* _MATERIAL TO PROCESS_:
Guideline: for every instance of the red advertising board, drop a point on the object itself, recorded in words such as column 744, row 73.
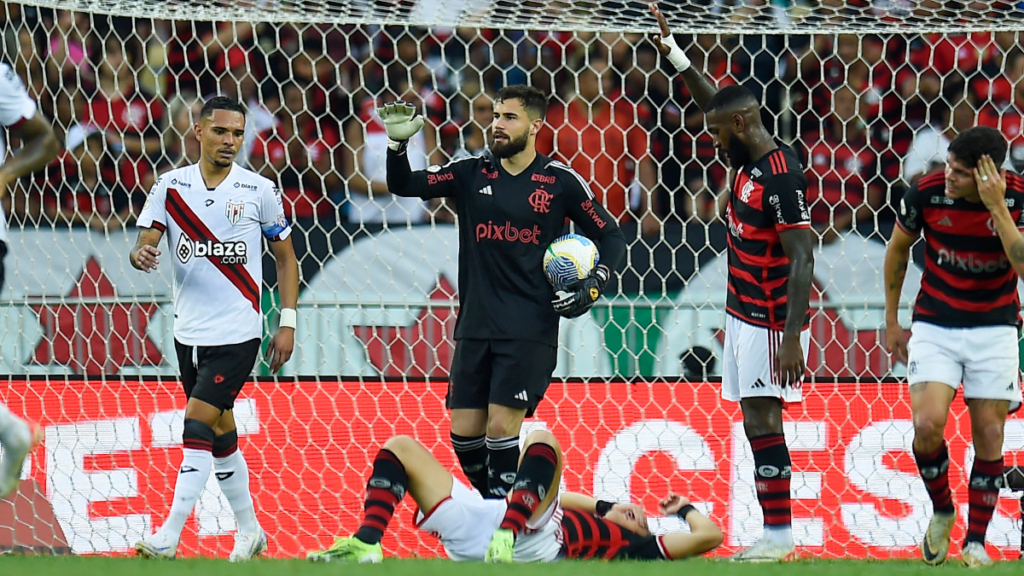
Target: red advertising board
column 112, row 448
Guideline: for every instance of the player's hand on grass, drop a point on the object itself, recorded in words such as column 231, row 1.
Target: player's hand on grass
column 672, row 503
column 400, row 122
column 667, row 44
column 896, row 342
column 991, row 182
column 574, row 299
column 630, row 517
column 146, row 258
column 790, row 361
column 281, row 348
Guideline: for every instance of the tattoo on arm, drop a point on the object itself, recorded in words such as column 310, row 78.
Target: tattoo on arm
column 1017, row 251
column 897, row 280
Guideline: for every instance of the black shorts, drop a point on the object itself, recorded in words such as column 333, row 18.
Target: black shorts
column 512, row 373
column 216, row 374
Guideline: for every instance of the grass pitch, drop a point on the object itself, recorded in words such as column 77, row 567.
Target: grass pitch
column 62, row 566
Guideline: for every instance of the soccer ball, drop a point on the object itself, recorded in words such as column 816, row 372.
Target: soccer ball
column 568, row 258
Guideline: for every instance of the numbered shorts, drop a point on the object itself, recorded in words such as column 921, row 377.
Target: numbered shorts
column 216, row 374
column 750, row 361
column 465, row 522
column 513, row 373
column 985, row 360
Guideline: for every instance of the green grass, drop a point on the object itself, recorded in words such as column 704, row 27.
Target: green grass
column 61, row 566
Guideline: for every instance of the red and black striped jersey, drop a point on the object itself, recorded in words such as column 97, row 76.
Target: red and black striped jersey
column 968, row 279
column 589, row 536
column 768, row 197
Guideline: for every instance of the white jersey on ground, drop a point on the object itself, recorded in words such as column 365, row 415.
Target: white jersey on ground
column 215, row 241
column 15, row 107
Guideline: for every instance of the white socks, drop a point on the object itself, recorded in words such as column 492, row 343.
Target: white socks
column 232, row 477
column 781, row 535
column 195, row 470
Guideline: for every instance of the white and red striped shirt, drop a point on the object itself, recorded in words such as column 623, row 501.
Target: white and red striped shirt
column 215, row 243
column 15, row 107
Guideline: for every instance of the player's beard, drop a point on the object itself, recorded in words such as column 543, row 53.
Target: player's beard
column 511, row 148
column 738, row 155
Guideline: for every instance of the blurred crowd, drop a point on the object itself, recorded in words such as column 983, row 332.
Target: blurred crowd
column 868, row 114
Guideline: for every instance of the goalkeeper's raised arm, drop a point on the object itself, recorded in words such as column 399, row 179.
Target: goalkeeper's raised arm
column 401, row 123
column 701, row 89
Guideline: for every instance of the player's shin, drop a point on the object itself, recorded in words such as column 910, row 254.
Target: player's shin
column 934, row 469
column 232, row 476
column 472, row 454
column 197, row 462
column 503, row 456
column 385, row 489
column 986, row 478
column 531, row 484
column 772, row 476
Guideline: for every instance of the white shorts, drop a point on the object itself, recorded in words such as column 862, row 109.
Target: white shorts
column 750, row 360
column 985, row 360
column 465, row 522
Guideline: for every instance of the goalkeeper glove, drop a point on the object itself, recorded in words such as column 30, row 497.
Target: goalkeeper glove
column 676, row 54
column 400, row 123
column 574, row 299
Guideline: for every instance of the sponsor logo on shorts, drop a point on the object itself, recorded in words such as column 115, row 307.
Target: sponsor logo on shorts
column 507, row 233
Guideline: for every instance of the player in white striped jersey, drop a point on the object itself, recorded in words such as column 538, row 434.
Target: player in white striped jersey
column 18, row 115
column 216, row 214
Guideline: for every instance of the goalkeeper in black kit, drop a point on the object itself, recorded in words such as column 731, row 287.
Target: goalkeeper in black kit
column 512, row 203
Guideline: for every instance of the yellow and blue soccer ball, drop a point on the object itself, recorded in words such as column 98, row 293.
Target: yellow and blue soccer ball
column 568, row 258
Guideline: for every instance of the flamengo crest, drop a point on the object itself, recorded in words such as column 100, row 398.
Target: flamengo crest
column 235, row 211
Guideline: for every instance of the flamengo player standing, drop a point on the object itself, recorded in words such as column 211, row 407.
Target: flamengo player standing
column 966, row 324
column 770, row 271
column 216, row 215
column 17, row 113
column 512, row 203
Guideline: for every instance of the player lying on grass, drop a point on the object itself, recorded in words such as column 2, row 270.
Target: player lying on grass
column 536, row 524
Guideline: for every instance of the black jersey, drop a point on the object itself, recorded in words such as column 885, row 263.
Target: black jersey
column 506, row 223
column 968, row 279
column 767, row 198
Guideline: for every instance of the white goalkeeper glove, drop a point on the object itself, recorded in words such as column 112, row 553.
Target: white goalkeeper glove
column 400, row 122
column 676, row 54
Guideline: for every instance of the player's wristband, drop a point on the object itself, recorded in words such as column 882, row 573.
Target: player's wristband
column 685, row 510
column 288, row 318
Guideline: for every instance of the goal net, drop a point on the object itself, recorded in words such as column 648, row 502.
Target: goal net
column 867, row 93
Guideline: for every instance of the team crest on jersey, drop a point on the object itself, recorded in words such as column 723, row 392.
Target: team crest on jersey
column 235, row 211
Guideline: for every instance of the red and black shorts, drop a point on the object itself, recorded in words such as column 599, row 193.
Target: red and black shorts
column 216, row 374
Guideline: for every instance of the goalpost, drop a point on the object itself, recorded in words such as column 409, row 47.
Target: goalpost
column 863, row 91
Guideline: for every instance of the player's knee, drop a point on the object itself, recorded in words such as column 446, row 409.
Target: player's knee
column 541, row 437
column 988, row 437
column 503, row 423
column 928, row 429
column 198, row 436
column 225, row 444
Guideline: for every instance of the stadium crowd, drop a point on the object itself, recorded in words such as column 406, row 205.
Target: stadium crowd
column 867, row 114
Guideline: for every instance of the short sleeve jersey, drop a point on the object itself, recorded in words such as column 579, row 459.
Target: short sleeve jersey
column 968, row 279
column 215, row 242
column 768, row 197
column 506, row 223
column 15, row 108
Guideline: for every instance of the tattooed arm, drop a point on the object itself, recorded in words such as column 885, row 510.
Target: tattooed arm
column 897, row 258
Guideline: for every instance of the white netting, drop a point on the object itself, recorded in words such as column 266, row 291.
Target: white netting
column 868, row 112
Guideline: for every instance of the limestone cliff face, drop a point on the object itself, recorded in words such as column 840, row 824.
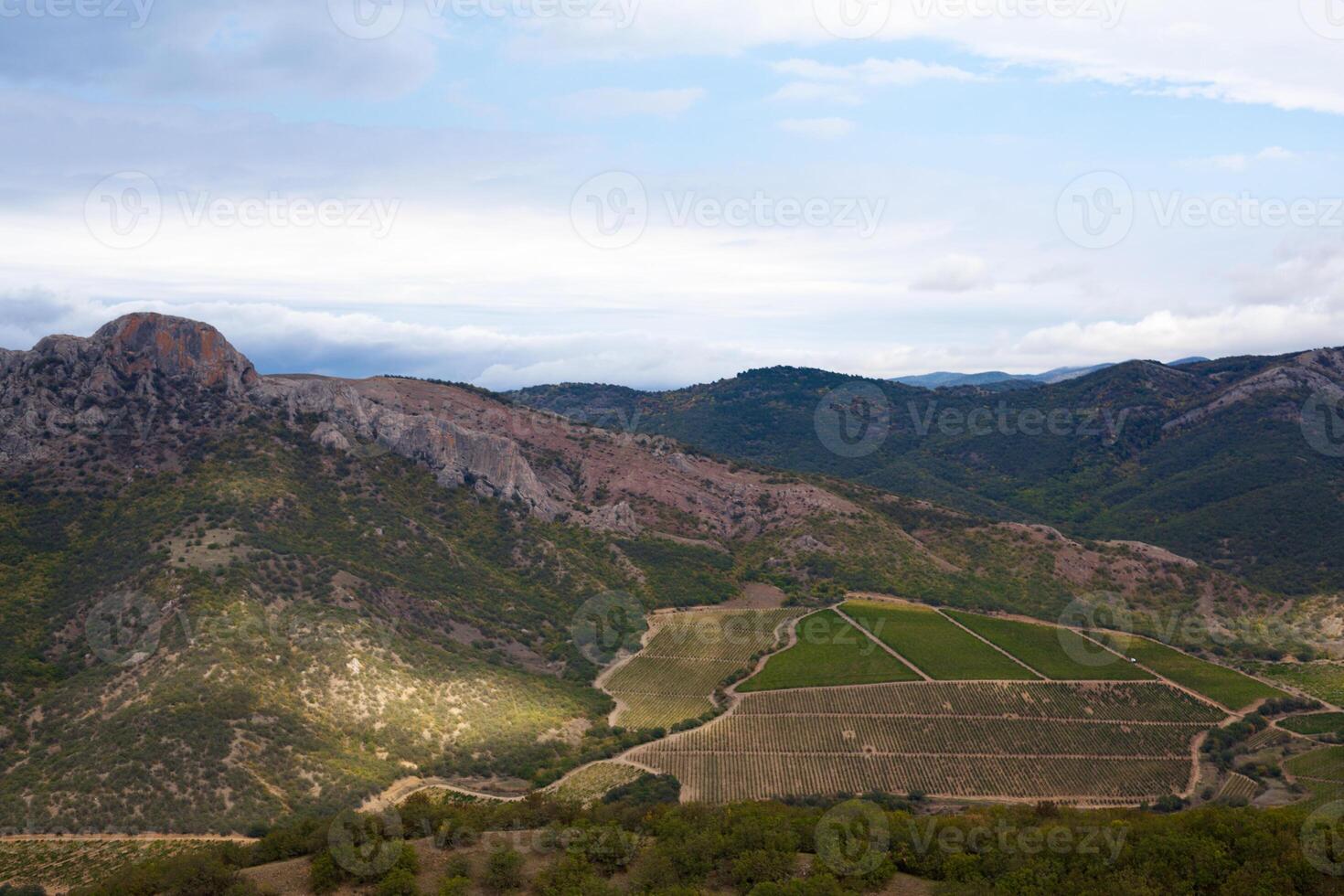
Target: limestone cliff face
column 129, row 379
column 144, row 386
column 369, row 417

* _TASK GOAL_:
Write the records out exactly once more, leaving off the pictures.

* _ANSWER SECTION_:
Guideline: for every instance of the red advertising board, drop a point on the object itself, recorded in words such as column 744, row 73.
Target: red advertising board
column 112, row 448
Guideline: for every instance of the player's hand on grass, drop a point on the object itself, recorded in words such as column 231, row 1.
Target: player's hand on grass
column 672, row 503
column 400, row 122
column 667, row 44
column 896, row 342
column 991, row 182
column 574, row 299
column 630, row 517
column 146, row 258
column 790, row 361
column 281, row 348
Guideline: for every instance of the tattoo on arm, drop a point on the object itself, recorded in words such as column 310, row 78.
Target: tattoo on arm
column 1017, row 251
column 897, row 280
Guideline: for every instance of the black shorts, drop a point on the object itself, recorded in words such as column 333, row 18.
Target: black shorts
column 512, row 373
column 216, row 374
Guideline: for every instance of the grass pitch, drop a point on the object itself, recorded in words such as column 77, row 567.
Target: grass pitch
column 62, row 566
Guideline: for every instance of the soccer ball, drop a point on the object itself, recorded in words such as column 816, row 372.
Target: soccer ball
column 568, row 258
Guideline: for every instance of the numbered shorts, drop a point on the object itself, recorded in words such as column 921, row 377.
Target: numbered shorts
column 216, row 374
column 750, row 361
column 465, row 522
column 513, row 373
column 985, row 360
Guideline: for every instance of the green grass, drop a point on the object itself, recorded in words such as column 704, row 27.
Target: green grass
column 61, row 566
Guideline: for every instance of the red and black striped jersey, drop a point on the object itself, recorded in words such as column 97, row 76.
Target: red and black striped jersey
column 968, row 279
column 589, row 536
column 768, row 197
Guideline: for every instance of the white jersey on ground, drop a point on the object itself, recorded in words such as column 365, row 415.
Target: white jersey on ground
column 215, row 241
column 15, row 107
Guideline: for every instance of the white socks, drop a point on the object itself, recorded in words such as column 492, row 343.
Target: white socks
column 232, row 477
column 781, row 535
column 195, row 470
Guideline: for every instance of the white and red striped shirt, drop a point on the object itself, recorded in words such as column 623, row 501.
Target: white and red striped shirt
column 215, row 243
column 15, row 107
Guideline: for every instance of the player's beard, drop a point on the object itself, recorded in words such as column 543, row 53.
Target: player's beard
column 511, row 148
column 738, row 155
Guideline: for every instance of the blurred crowd, drop a point on the object itself, recorded in words such as column 983, row 332.
Target: blurred crowd
column 868, row 114
Guideline: for every instance of the goalkeeper's raised arm, drop a point on the object itself, recorded in words such as column 399, row 179.
Target: goalkeeper's raised arm
column 401, row 123
column 701, row 89
Guideline: for every instance of the player's shin, drop a point on the object itself, recorded in words such as column 910, row 254.
Target: player's shin
column 934, row 469
column 232, row 476
column 472, row 454
column 197, row 462
column 503, row 456
column 385, row 489
column 986, row 478
column 531, row 484
column 772, row 476
Guideline: for every instance of the white shorts, drop a point on the object itself, recorded in words such as column 862, row 109.
Target: white shorts
column 750, row 360
column 985, row 360
column 465, row 522
Guideline: for every instance of the goalkeeper glove, drop a point on the object itself, recorded in words such as column 30, row 497.
Target: goalkeeper glove
column 676, row 54
column 400, row 123
column 574, row 299
Guideline: for every instance of the sponsor logo on shorts, drop a point on the object itself, recorded in words such as column 115, row 307.
Target: sponsor logo on shorts
column 507, row 233
Guideline: for every instance of the player in white striped jersey, drop a point on the object itself, recorded in words such as column 538, row 434.
Target: player in white striped jersey
column 18, row 115
column 216, row 214
Guideline: for every instance of the goalkeeper in black kit, drop a point on the object itself, recorded in words such as column 731, row 287.
Target: goalkeeper in black kit
column 512, row 203
Guideline: for every instance of the yellow and blue soccer ball, drop a point on the object itself, recorded in words such as column 98, row 293.
Target: yellow and blue soccer ball
column 568, row 258
Guideline: for every instance of the flamengo crest, drop a point on the object itself, recorded in words such as column 100, row 398.
Target: flamengo crest
column 235, row 211
Guideline: for every instance of the flamengo player standing, drop a point on the object itself, recorded in words such as column 211, row 407.
Target: flamengo player standing
column 966, row 324
column 770, row 271
column 216, row 215
column 17, row 113
column 512, row 203
Guideline: for every instance of the player lying on grass, drop a point on the object itself, recorded in words such as column 2, row 270.
Target: player lying on grass
column 536, row 524
Guideline: for every instance of the black jersey, drop a point on the object itself, recorded in words such as column 885, row 263.
Target: black jersey
column 506, row 223
column 968, row 279
column 767, row 198
Guideline: for every instance of the white goalkeeper glove, drop a point on the object itself, recorded in words such as column 112, row 553.
Target: white goalkeeper glove
column 400, row 122
column 676, row 54
Guideline: for every instance of the player's wristband, drop a point on the object itself, recorded in words such as column 882, row 573.
Target: player's wristband
column 685, row 510
column 288, row 318
Guideline: for every instance of the goal net, drop a point on the object itself, recorded in words such as column 648, row 502.
Target: goal net
column 867, row 93
Guideline: for every instance of the team crest on jersey, drop a point on the object itself, recorded in words such as column 723, row 392.
Target: team crest on jersey
column 235, row 211
Guideline: for every instance of the red and black shorts, drop a point on the object itself, recorded in words such as column 599, row 193.
Target: red and black shorts
column 216, row 374
Guideline: for every instance of the goalpost, drop a point on the object itself, recorded in words such as column 409, row 47.
Target: goalpost
column 863, row 91
Guideline: for every instance of the player's knee, drop a point on the object itself, recorded in words such as column 446, row 409.
Target: player's knee
column 541, row 437
column 988, row 437
column 503, row 423
column 928, row 429
column 198, row 436
column 225, row 444
Guideline: for every instance of the stadium crowd, drop a point on the object itself, recorded in words such as column 406, row 205.
Target: stadium crowd
column 867, row 114
Guideline: for every instance of the short sleeve jersey, drop a point on the object itself, recorded in words such as column 579, row 459.
Target: short sleeve jersey
column 968, row 279
column 215, row 242
column 768, row 197
column 506, row 223
column 15, row 108
Guideline: for every instance of the tattooed arm, drop a point on the object itself, recorded in words such as column 885, row 510.
Target: tattooed arm
column 897, row 258
Guideline: for every instance of the white netting, drop a point on the object itself, recorded in words such as column 266, row 291.
Target: white netting
column 868, row 112
Guideline: for every instance of the limestone cliff face, drop a point on the object itself, recorded in words such as column 840, row 824.
Target: limestone cliff face
column 129, row 379
column 144, row 386
column 369, row 417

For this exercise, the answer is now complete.